● **What the task requires**
Rewrite the records below with every "stone base block" changed to "granite pedestal block" and nothing else altered. Leave the pictures out.

● **Extracted records**
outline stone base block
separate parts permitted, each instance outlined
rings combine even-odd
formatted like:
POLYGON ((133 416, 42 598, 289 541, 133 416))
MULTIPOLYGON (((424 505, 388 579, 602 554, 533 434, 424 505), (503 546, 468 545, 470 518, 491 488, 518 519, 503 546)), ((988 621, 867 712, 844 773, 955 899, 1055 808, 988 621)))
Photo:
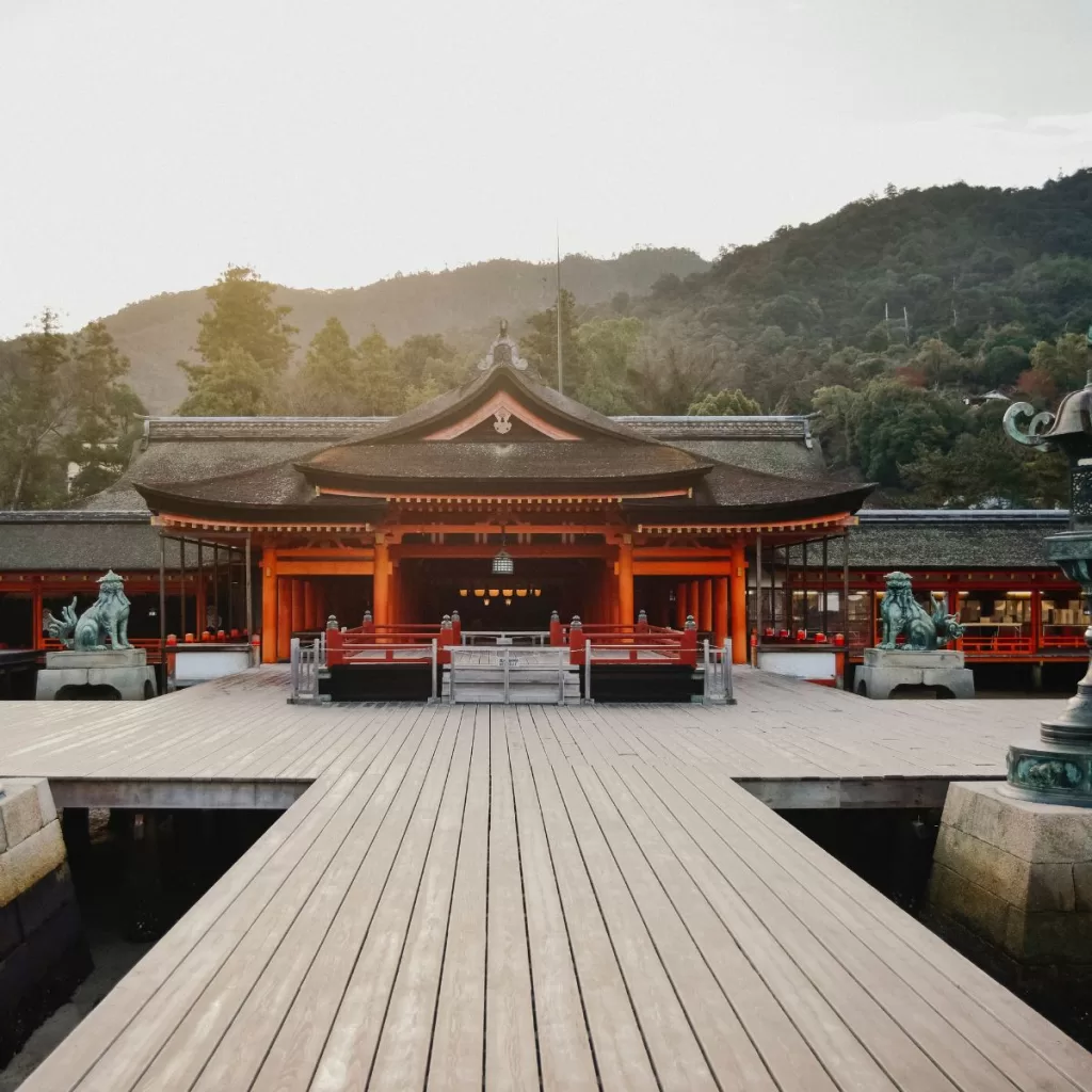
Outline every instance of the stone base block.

● **Task output**
outline granite pedestal block
separate parts permitted, each instance outlined
rings combine even-odd
formatted like:
POLYGON ((133 416, 42 598, 289 541, 133 416))
MULTIPOLYGON (((424 505, 388 579, 602 554, 533 434, 424 505), (503 546, 468 545, 470 518, 491 488, 518 519, 503 546)), ((988 621, 867 712, 844 773, 955 899, 1055 808, 988 621)))
Photo:
Outline every instance of the granite pedestal block.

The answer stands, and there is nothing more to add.